= Records supplied =
·····
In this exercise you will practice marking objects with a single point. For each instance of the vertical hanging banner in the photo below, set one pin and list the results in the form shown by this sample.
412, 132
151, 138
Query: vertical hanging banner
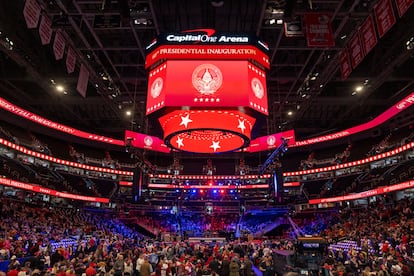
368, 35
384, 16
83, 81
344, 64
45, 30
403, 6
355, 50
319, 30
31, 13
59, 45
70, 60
·····
= Task brief =
Word for word, return all the entries and skip their pictures.

= Result of the exercise =
In this exercise you will practice marking objects with a single point. For each instance of the vertical hanging banner in the photo below, set one pin and list the results in the form shown by this sample.
412, 132
151, 138
Query: vertical hanging banner
368, 35
384, 16
83, 81
344, 64
45, 30
403, 6
355, 50
319, 30
31, 13
59, 45
70, 60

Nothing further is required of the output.